### THE PROBLEM
Transcribe every record without leaving anything out or changing a word.

========================================================================

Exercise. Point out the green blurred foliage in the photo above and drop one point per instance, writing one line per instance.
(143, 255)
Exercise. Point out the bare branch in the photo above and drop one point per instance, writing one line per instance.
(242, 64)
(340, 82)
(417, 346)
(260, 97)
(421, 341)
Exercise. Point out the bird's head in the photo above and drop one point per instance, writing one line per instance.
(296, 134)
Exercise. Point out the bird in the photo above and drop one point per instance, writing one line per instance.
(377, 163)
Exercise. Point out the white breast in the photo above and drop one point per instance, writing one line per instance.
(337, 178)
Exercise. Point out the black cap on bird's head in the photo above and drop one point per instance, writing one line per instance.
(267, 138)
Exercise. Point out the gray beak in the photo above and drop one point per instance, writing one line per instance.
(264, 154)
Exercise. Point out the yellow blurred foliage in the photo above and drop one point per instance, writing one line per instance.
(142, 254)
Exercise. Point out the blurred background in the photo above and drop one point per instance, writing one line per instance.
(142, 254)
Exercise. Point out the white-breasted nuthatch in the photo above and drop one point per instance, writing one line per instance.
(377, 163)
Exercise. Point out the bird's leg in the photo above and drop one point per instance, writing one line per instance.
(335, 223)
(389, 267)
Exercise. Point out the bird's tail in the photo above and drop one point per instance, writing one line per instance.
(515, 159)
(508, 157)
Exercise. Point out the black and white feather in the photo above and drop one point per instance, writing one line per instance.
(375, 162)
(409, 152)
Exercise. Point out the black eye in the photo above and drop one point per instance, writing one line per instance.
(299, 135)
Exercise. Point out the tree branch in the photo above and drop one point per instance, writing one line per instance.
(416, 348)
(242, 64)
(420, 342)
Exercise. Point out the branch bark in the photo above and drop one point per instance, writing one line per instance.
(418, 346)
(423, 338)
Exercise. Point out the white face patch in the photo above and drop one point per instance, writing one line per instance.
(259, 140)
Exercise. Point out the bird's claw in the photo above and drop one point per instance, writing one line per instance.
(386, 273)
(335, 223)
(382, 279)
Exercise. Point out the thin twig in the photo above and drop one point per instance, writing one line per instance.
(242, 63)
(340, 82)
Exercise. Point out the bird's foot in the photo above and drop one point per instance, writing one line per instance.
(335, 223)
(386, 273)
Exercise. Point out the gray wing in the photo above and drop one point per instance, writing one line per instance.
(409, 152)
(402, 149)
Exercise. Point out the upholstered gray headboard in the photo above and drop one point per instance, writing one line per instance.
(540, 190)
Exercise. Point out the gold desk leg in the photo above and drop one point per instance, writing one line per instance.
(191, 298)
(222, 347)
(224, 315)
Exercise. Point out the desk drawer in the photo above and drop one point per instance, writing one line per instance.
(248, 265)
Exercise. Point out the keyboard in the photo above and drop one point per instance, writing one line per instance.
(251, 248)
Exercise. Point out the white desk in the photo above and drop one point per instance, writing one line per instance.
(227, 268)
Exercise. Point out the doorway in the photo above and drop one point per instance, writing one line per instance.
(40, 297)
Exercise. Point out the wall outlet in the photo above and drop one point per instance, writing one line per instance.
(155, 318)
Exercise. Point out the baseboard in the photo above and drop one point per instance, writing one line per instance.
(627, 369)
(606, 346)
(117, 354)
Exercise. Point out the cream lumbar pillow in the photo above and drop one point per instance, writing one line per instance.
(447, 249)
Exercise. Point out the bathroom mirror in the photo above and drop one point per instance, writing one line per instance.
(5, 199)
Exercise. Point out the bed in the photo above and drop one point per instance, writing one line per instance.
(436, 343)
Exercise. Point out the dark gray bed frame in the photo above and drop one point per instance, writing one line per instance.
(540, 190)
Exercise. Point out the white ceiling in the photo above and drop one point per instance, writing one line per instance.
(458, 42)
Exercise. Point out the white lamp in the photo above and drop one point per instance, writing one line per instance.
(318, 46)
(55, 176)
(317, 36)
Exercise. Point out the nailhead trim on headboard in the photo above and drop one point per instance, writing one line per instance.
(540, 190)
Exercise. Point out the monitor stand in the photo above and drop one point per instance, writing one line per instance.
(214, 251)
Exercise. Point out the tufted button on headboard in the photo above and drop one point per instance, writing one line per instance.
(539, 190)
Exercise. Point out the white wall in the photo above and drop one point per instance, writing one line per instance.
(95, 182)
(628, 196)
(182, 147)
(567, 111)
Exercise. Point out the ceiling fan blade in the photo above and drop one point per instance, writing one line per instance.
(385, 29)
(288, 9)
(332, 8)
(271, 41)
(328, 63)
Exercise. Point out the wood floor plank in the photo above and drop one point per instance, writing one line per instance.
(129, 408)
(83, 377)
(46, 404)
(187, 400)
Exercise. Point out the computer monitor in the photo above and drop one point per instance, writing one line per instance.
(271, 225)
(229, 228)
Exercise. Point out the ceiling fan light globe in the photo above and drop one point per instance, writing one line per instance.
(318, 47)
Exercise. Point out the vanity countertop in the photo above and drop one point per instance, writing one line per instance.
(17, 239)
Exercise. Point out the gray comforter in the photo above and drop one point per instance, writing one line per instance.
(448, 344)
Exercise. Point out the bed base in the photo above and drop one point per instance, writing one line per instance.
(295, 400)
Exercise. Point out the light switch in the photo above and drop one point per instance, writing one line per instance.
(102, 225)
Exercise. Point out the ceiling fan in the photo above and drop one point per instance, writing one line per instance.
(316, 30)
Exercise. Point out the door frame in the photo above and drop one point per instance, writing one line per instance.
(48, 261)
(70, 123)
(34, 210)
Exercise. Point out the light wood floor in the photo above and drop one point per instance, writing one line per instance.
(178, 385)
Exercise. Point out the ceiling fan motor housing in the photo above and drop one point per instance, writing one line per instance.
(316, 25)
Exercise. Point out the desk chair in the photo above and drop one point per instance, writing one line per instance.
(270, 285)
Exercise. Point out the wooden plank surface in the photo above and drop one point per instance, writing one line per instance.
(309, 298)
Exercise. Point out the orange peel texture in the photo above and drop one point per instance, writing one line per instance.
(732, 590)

========================================================================

### EXPECTED OUTPUT
Exercise. Point out the green blurred foliage in the photo above and drop one point per instance, writing one line per instance.
(143, 255)
Exercise. Point out the bare branch in the photo above and drop one point per instance, writing one line per instance.
(242, 64)
(340, 82)
(417, 346)
(260, 97)
(421, 341)
Exercise. Point out the bird's head in the photo above and drop one point per instance, writing one line per instance.
(296, 134)
Exercise. Point out the bird in the photo above and drop one point per instance, writing one line per instance.
(377, 163)
Exercise. Point out the white breast in the photo above and drop one point per instance, writing one line per instance.
(337, 178)
Exercise. Point out the black cap on bird's head in the photo above and drop one point per instance, writing one line per instance.
(267, 138)
Exercise. Point out the gray beak in the photo above and drop one point per instance, writing one line per instance.
(264, 154)
Exercise. Point out the yellow blurred foliage in the photo above and drop one point per instance, writing one line per instance.
(142, 254)
Exercise. Point out the blurred background in the photo above and drop one point per instance, writing one line per instance.
(142, 254)
Exercise. Point out the white-breasted nuthatch in the photo above and drop one point per instance, writing one line per instance.
(377, 163)
Exercise. Point out the bird's leg in the photo above and drop one point per instance, writing one line per instance.
(335, 223)
(389, 267)
Exercise. Point out the bird's tail in the photo above and drop one point per instance, writing one line per instance.
(515, 159)
(508, 157)
Exercise. Point out the black and white feather in the photo above and drop one point per instance, writing one line per instance.
(375, 162)
(409, 152)
Exercise. Point out the black eye in the photo above and drop one point per instance, writing one line per instance.
(299, 135)
Exercise. Point out the tree branch in the photo above and drop one point per instance, writing one line per instance.
(416, 348)
(242, 64)
(420, 342)
Exercise. Point out the branch bark in the photo above and drop one point per instance, writing one line per instance.
(418, 346)
(423, 338)
Exercise. Point out the white face patch in the photo above and drop one point per instance, writing one line per instance.
(259, 140)
Exercise. Point out the bird's claw in the photo above and drop one point per instance, writing one line per instance.
(386, 273)
(335, 223)
(382, 279)
Exercise. Point out the thin twig in the photo above and drop one point per instance, writing one line per instance.
(242, 63)
(340, 82)
Exercise. Point out the bird's foot in the photo above and drop one point per instance, writing one line per instance.
(335, 223)
(386, 273)
Exercise. Point out the gray wing in the photo above and drop one point per instance, writing one line per instance.
(409, 152)
(402, 149)
Exercise. Point out the upholstered gray headboard in the photo above and drop one point per instance, writing one line per instance.
(540, 190)
Exercise. Point out the gold desk leg in the photo above and drop one point per instance, writing one line per instance.
(191, 298)
(222, 347)
(224, 315)
Exercise. Point out the desk drawer in the photo above and drop one point per instance, writing one line per instance.
(248, 265)
Exercise. Point out the keyboard in the photo above and drop one point per instance, writing one line per instance.
(251, 248)
Exercise. Point out the white desk in the photo above and drop one point per instance, writing one line per instance.
(227, 268)
Exercise. Point out the doorway in the photo above and drop one point per instance, writing one line per instance.
(40, 297)
Exercise. Point out the wall outlet in the photo above and drop one point per instance, writing one line per instance.
(155, 318)
Exercise. Point out the baseboard in the photo above and drop one point per instance, writing one line per instance.
(627, 369)
(606, 346)
(117, 354)
Exercise. Point out the cream lumbar pillow in the photo above and drop one point per instance, writing one line per instance.
(447, 249)
Exercise. Point out the bathroom mirror in the photo above and drop one point per instance, writing one line per instance.
(5, 199)
Exercise. Point out the bed in the photo above and drop one point per instance, writing one line per instance.
(436, 343)
Exercise. Point out the dark gray bed frame in the photo above and drop one point per instance, writing one line per instance.
(540, 190)
Exercise. Point out the white ceiling in the photo above and drop one point per instance, writing one line per instance.
(458, 42)
Exercise. Point out the white lamp in the photo above and drop one point per instance, writing one line per instance.
(318, 46)
(55, 176)
(317, 36)
Exercise. Point out the nailhead trim on headboard in the photo above and drop one point per instance, writing one line per instance.
(540, 190)
Exercise. Point out the monitor stand in the photo above and drop one point per instance, writing one line per instance.
(214, 251)
Exercise. Point out the tufted button on headboard in the photo above and drop one point per instance, writing one line per instance.
(539, 190)
Exercise. Point out the white wall in the photo above and drop one point per instance, writing one line per instance.
(95, 182)
(628, 196)
(182, 147)
(567, 111)
Exercise. Point out the ceiling fan blade in the photo above and drop one point per instance, writing one line per instance.
(385, 29)
(288, 9)
(332, 8)
(271, 41)
(328, 63)
Exercise. Point out the wood floor plank in the photo above and drop one point per instance, writing one line per instance.
(129, 408)
(83, 377)
(46, 404)
(187, 400)
Exercise. Point out the computer monitor in the photo above and drop one point per instance, writing one line per instance.
(271, 225)
(229, 228)
Exercise. Point out the ceiling fan light globe in the photo above and drop one point per instance, writing one line per instance.
(318, 47)
Exercise. Point out the vanity countertop in the photo above and drop one point per instance, writing one line per instance.
(17, 239)
Exercise. Point out the gray comforter in the photo above and drop one point per instance, writing one line per instance.
(448, 344)
Exercise. Point out the bed base in the photo above and drop one point per instance, writing one line per instance.
(295, 400)
Exercise. Point out the light switch in the photo above and drop one point per instance, writing one line per instance.
(102, 225)
Exercise. Point out the ceiling fan in the photo above and drop one point per instance, writing one line per instance.
(316, 30)
Exercise. Point out the door frame in the photo above and drop one point per instance, writing one line per instance.
(48, 261)
(70, 123)
(34, 210)
Exercise. Point out the light wood floor in the photo above and drop one point per instance, writing one line per instance.
(178, 385)
Exercise. Point out the ceiling fan motor housing in the photo above and drop one point per instance, writing one line per instance.
(316, 25)
Exercise. Point out the desk chair in the photo above and drop one point per instance, writing one line per instance.
(270, 285)
Exercise. Point out the wooden plank surface in the photo above and drop one point per instance, writing one line per instance.
(309, 298)
Exercise. Point out the orange peel texture in the photo above and drop one point per instance, writing one line per instance.
(732, 590)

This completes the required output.